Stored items
● ● ●
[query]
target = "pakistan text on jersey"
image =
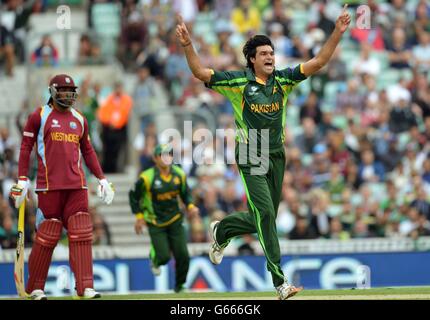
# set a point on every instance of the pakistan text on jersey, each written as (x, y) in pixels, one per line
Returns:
(259, 108)
(167, 195)
(65, 137)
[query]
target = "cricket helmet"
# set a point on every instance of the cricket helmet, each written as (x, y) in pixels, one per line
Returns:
(64, 98)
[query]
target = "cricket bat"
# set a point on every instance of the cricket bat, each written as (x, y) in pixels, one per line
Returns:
(19, 256)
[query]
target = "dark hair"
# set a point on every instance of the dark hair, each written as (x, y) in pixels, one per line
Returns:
(250, 48)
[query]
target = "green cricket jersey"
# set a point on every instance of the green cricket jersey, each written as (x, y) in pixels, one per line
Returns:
(258, 105)
(156, 197)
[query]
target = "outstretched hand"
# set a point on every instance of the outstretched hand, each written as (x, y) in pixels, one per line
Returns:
(343, 20)
(182, 32)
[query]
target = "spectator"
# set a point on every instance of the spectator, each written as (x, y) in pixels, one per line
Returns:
(336, 69)
(370, 170)
(311, 109)
(366, 64)
(422, 17)
(422, 229)
(89, 51)
(421, 52)
(336, 230)
(360, 230)
(46, 54)
(149, 95)
(410, 222)
(101, 233)
(401, 116)
(351, 98)
(133, 39)
(319, 217)
(336, 185)
(114, 116)
(421, 203)
(321, 166)
(421, 95)
(399, 51)
(302, 230)
(276, 15)
(309, 138)
(246, 17)
(7, 49)
(392, 156)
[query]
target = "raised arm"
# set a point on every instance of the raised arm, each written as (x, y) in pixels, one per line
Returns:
(320, 60)
(200, 72)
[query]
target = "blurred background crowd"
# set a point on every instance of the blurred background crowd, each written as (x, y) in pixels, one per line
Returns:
(358, 163)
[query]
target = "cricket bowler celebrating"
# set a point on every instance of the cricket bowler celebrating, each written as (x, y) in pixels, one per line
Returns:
(62, 141)
(154, 201)
(259, 96)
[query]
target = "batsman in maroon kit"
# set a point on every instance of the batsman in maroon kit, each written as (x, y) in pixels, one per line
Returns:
(60, 134)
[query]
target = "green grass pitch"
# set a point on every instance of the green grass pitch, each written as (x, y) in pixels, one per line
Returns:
(342, 294)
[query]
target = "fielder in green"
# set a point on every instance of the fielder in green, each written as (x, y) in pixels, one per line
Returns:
(259, 95)
(155, 203)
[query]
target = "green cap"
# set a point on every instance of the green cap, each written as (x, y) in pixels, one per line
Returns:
● ● ●
ABOUT THIS EXERCISE:
Where the word "background" occurs in a line of the records, copy that line.

WRITTEN RESPONSE:
target = "blurred background crowd"
# set a point on every instance of the blurred background crowd, each written as (x, y) in pixels, one per line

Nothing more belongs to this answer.